■ **DATA FOR THIS TASK**:
########################################

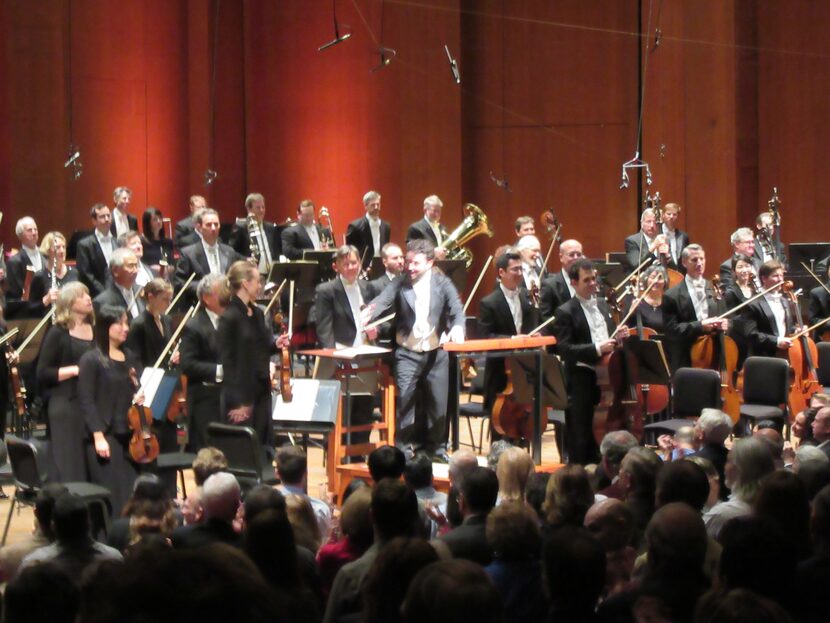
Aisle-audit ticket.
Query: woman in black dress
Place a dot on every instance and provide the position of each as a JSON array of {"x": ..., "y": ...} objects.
[
  {"x": 105, "y": 393},
  {"x": 41, "y": 293},
  {"x": 57, "y": 376}
]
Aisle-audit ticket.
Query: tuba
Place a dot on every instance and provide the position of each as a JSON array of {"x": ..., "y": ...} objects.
[{"x": 474, "y": 224}]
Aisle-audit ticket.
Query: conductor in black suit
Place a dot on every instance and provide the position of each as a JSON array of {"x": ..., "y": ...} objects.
[
  {"x": 584, "y": 333},
  {"x": 94, "y": 251},
  {"x": 427, "y": 312},
  {"x": 690, "y": 309},
  {"x": 369, "y": 233},
  {"x": 268, "y": 244},
  {"x": 206, "y": 256},
  {"x": 305, "y": 234},
  {"x": 556, "y": 287},
  {"x": 430, "y": 227},
  {"x": 768, "y": 320},
  {"x": 200, "y": 359},
  {"x": 186, "y": 228},
  {"x": 122, "y": 220},
  {"x": 505, "y": 312}
]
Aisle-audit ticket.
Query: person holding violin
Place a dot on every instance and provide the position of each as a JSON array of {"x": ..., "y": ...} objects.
[
  {"x": 245, "y": 347},
  {"x": 769, "y": 320},
  {"x": 585, "y": 334},
  {"x": 690, "y": 309},
  {"x": 200, "y": 359},
  {"x": 58, "y": 368},
  {"x": 106, "y": 392},
  {"x": 505, "y": 312},
  {"x": 45, "y": 287}
]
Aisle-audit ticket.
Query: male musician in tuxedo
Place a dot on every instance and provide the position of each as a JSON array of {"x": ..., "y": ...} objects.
[
  {"x": 525, "y": 226},
  {"x": 766, "y": 247},
  {"x": 505, "y": 312},
  {"x": 268, "y": 243},
  {"x": 742, "y": 241},
  {"x": 676, "y": 239},
  {"x": 369, "y": 233},
  {"x": 690, "y": 309},
  {"x": 427, "y": 312},
  {"x": 585, "y": 333},
  {"x": 430, "y": 227},
  {"x": 122, "y": 220},
  {"x": 18, "y": 265},
  {"x": 206, "y": 256},
  {"x": 122, "y": 290},
  {"x": 305, "y": 234},
  {"x": 649, "y": 242},
  {"x": 94, "y": 251},
  {"x": 768, "y": 320},
  {"x": 200, "y": 359},
  {"x": 337, "y": 315},
  {"x": 557, "y": 288},
  {"x": 186, "y": 233}
]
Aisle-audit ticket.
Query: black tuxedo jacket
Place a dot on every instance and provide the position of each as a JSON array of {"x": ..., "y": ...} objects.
[
  {"x": 552, "y": 294},
  {"x": 573, "y": 335},
  {"x": 92, "y": 265},
  {"x": 241, "y": 241},
  {"x": 131, "y": 221},
  {"x": 359, "y": 234},
  {"x": 333, "y": 314},
  {"x": 760, "y": 328},
  {"x": 681, "y": 323},
  {"x": 295, "y": 240},
  {"x": 495, "y": 320},
  {"x": 420, "y": 229}
]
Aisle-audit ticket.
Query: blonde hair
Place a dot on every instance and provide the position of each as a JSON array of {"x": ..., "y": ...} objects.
[{"x": 67, "y": 295}]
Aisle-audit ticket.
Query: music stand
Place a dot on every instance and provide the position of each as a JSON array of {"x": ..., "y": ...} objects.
[{"x": 456, "y": 270}]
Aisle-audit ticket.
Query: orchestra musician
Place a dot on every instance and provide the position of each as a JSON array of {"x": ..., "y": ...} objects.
[
  {"x": 205, "y": 256},
  {"x": 122, "y": 290},
  {"x": 556, "y": 287},
  {"x": 269, "y": 243},
  {"x": 105, "y": 395},
  {"x": 743, "y": 242},
  {"x": 42, "y": 294},
  {"x": 57, "y": 374},
  {"x": 585, "y": 333},
  {"x": 94, "y": 251},
  {"x": 769, "y": 320},
  {"x": 426, "y": 306},
  {"x": 304, "y": 234},
  {"x": 430, "y": 227},
  {"x": 132, "y": 241},
  {"x": 245, "y": 346},
  {"x": 122, "y": 220},
  {"x": 200, "y": 359},
  {"x": 505, "y": 312},
  {"x": 525, "y": 226},
  {"x": 186, "y": 232},
  {"x": 690, "y": 308},
  {"x": 337, "y": 314},
  {"x": 369, "y": 233}
]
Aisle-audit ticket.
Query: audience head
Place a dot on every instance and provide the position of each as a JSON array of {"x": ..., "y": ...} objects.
[
  {"x": 452, "y": 590},
  {"x": 568, "y": 496},
  {"x": 386, "y": 462}
]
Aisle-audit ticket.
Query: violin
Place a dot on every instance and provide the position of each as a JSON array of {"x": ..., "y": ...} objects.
[
  {"x": 719, "y": 352},
  {"x": 144, "y": 445}
]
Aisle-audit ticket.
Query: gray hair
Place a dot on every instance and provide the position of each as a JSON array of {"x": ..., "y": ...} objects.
[
  {"x": 741, "y": 232},
  {"x": 715, "y": 425},
  {"x": 22, "y": 223},
  {"x": 370, "y": 196},
  {"x": 221, "y": 495}
]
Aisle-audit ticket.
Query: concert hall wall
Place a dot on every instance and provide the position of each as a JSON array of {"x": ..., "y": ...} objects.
[{"x": 735, "y": 102}]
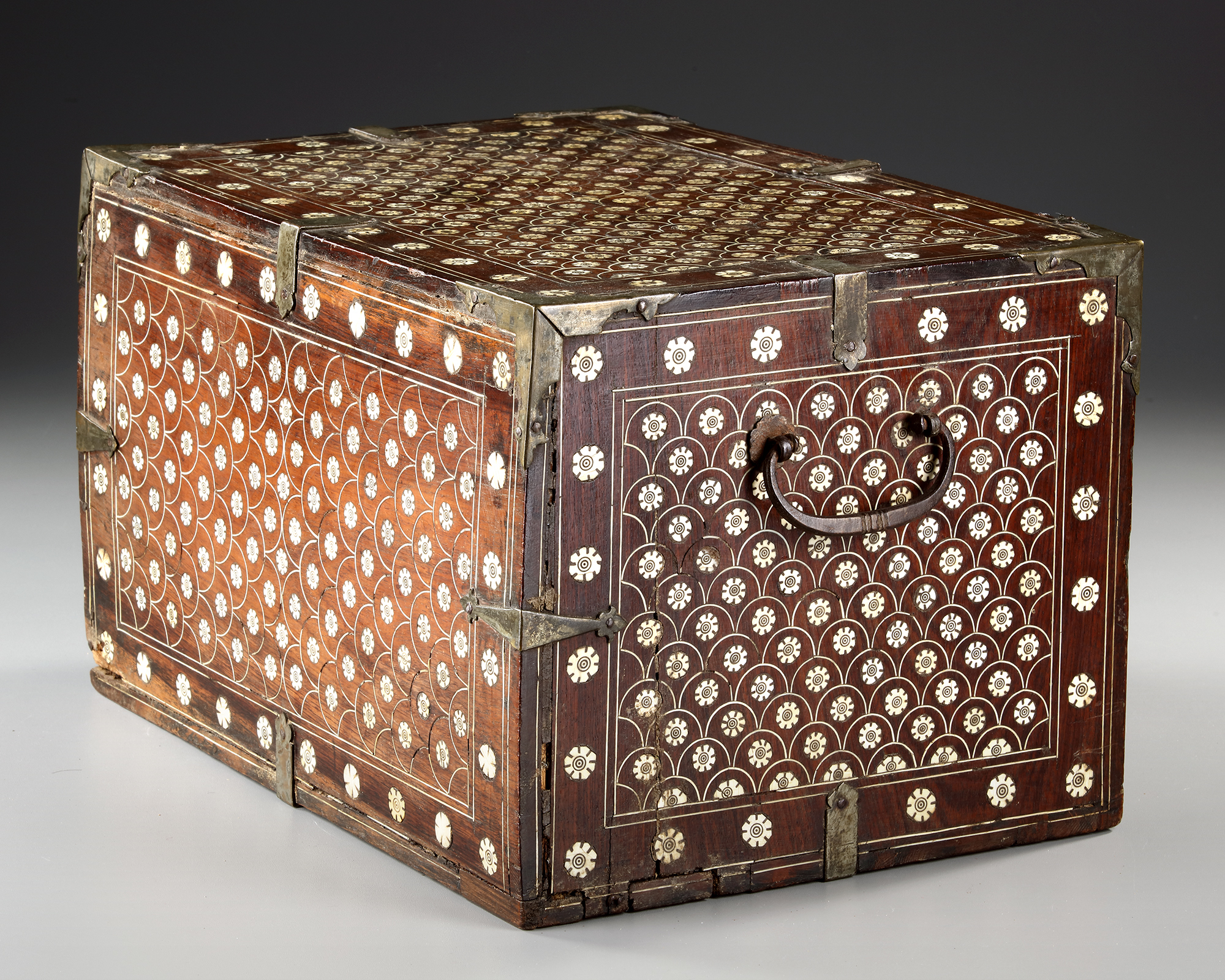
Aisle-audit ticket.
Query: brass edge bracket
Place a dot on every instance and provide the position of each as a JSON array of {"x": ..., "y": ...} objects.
[
  {"x": 556, "y": 323},
  {"x": 842, "y": 832},
  {"x": 1109, "y": 257},
  {"x": 380, "y": 135},
  {"x": 287, "y": 255},
  {"x": 527, "y": 630},
  {"x": 94, "y": 437},
  {"x": 520, "y": 320},
  {"x": 101, "y": 165},
  {"x": 851, "y": 319},
  {"x": 285, "y": 754}
]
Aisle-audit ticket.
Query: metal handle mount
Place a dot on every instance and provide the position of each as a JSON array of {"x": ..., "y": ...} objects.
[{"x": 774, "y": 440}]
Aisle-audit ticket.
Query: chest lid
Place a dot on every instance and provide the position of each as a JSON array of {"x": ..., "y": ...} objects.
[{"x": 565, "y": 208}]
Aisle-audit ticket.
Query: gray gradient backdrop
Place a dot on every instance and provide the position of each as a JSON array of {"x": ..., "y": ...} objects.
[{"x": 127, "y": 853}]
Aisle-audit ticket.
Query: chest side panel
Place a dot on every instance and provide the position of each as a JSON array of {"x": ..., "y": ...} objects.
[
  {"x": 293, "y": 515},
  {"x": 949, "y": 668}
]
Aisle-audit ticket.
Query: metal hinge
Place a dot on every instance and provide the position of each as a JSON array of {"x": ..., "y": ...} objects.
[
  {"x": 527, "y": 630},
  {"x": 825, "y": 170},
  {"x": 842, "y": 832},
  {"x": 287, "y": 255},
  {"x": 95, "y": 438},
  {"x": 382, "y": 135}
]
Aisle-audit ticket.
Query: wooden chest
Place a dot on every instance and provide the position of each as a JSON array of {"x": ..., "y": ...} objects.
[{"x": 598, "y": 513}]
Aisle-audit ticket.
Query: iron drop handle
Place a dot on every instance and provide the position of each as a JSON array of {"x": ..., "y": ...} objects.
[{"x": 774, "y": 440}]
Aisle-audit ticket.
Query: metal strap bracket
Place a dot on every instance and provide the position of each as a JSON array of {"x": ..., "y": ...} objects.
[
  {"x": 285, "y": 752},
  {"x": 851, "y": 319},
  {"x": 287, "y": 255},
  {"x": 94, "y": 437},
  {"x": 527, "y": 630},
  {"x": 842, "y": 832}
]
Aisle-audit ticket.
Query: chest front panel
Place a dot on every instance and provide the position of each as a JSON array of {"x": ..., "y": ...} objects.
[
  {"x": 292, "y": 520},
  {"x": 764, "y": 666}
]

########################################

■ **TO DO**:
Return every line above that contains the word "bracket".

■ **TASK OUTPUT**:
Query: brass edge bracket
Query: metal strap bracket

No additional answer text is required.